## Job
Rename "weathered stone masonry" to "moss-covered brick wall" throughout the data below. Keep every other part of each line unchanged.

Segmentation labeling data
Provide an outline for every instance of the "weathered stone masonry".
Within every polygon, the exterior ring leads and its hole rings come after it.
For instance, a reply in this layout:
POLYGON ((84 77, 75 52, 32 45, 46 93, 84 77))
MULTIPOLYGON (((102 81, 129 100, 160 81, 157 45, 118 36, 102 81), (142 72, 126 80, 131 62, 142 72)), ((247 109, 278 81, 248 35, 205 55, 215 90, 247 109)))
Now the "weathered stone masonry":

## Exercise result
Provide an outline for every instance of the "moss-covered brick wall".
Within every polygon, the exterior ring leads and its hole rings come after it.
For instance, a reply in this layout:
POLYGON ((84 77, 75 52, 32 45, 46 93, 84 77))
MULTIPOLYGON (((102 81, 129 100, 160 81, 157 45, 118 36, 102 81), (142 72, 126 80, 131 62, 142 72)), ((247 109, 278 81, 248 35, 205 55, 215 90, 247 109)))
Now the "moss-covered brick wall":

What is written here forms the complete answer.